SOURCE:
If I Were Young Today
The essay "If I Were Young Today" appears in Ebony, August 1963, in a series about successful African Americans reflecting on their careers. During the interview Williams talks about his career choice, "Architecture is the most fascinating profession in the world and one which I thoroughly enjoy." As a young man Williams knew of only one African American in the profession — Booker T. Washington's son-in-law William S. Pittman — when he decided to become an architect.
When Williams was deciding on his career path, the profession was almost exclusively white and male. African Americans were typically trained in the skilled building trades. In this 1899 photograph, students are learning bricklaying and masonry skills at the Hampton Institute.
Lighting is Installed for Angel Shrine
Los Angeles Times, January 6, 1963
"Michael J. Garris & Associates, consulting illuminating and electrical engineers, announces the completion and installation of a power and lighting system designed by the firm for the St. Viator's Guardian Angel Shrine (Las Vegas). Paul R. Williams, FAIA, was architect for the structure ... The indirect lighting system is unusual, according to Garris. It conceals extremely narrow and shallow troffers which give the interior an overall light value of 15 ft. candle power. Lighting was used to highlight the mosaic wall mural at the front of the church and behind the altar."
Art and Architecture Building, Yale University, New Haven, Connecticut
As president of Yale (1951-1963), A. Whitney Griswold, commissions many leading American architects—including Louis Kahn, Eero Saarinen and Philip Johnson—to redesign the university's campus. Griswold's vision is ambitious, "I don't need a master plan. I just need great architects." Paul Rudolph, chair of the Department of Architecture, designs the Art and Architecture Building (A&A). Griswold believes the A&A will be the crown jewel of the campus. Rudolph's concept is original and controversial from inception—"a tour de force of light, mass, and space, with great design attention lavished on every quirky corner." (Yale Alumni Magazine, February 1998)

OBJECTIVES:
1. In which magazine and issue does the architecture passage say the essay "If I Were Young Today" appears?
2. Repeat the architecture passage word for word, from "When Williams was" to "the Hampton Institute.".
The records come from a separate source, unrelated to the architecture passage.

RECORDED INFORMATION:
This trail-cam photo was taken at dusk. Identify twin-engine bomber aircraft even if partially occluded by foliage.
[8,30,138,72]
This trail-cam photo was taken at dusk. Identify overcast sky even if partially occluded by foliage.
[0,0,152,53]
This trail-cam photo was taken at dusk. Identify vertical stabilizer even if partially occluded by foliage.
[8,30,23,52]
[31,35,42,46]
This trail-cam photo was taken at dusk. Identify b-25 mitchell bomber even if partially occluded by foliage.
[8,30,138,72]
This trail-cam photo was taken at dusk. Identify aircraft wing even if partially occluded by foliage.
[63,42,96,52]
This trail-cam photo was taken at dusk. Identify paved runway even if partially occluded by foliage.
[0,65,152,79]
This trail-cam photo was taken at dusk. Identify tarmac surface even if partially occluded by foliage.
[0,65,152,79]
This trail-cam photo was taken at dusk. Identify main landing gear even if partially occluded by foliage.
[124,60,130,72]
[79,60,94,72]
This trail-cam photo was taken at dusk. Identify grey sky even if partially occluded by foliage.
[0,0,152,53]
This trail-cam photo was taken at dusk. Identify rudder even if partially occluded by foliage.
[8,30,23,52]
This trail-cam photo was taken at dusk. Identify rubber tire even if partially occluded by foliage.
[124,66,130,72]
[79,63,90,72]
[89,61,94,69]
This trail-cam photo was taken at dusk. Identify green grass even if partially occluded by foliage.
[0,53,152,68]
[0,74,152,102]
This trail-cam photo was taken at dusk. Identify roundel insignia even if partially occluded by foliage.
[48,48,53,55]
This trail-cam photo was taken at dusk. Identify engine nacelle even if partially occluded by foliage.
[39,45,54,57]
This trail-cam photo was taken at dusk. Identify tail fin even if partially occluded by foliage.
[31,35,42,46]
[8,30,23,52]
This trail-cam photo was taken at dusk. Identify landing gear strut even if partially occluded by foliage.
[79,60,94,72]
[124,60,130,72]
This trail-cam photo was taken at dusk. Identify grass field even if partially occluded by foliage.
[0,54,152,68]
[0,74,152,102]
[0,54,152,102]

* * *

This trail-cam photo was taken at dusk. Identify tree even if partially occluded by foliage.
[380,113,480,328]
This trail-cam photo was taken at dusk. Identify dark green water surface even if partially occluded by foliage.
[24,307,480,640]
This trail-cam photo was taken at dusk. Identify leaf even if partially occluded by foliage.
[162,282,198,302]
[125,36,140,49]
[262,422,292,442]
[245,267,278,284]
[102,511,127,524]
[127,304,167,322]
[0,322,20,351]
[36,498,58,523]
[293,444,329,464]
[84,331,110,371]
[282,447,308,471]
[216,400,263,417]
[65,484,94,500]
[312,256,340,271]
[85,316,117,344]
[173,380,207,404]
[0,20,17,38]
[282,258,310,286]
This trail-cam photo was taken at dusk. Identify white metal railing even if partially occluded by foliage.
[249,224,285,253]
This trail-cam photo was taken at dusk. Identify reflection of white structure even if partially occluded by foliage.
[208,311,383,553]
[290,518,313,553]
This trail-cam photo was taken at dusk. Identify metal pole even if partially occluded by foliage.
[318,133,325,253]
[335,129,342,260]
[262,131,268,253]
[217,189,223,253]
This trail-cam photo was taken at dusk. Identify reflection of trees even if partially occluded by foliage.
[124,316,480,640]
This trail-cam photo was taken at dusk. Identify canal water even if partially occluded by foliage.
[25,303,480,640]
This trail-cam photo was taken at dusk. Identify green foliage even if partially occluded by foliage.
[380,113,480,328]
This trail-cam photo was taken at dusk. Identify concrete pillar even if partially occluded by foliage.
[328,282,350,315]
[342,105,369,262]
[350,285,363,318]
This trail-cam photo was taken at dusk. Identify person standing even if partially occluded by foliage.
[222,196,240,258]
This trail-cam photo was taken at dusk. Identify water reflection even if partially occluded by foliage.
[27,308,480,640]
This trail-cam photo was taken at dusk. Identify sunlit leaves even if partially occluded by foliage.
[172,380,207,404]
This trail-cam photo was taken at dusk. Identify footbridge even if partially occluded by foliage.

---

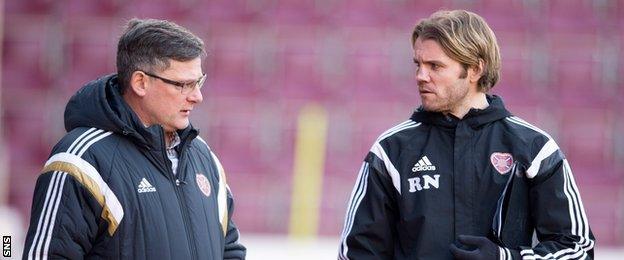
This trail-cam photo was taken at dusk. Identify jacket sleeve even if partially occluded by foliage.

RESPONSE LIST:
1. Ebony, August 1963.

2.
When Williams was deciding on his career path, the profession was almost exclusively white and male. African Americans were typically trained in the skilled building trades. In this 1899 photograph, students are learning bricklaying and masonry skills at the Hampton Institute.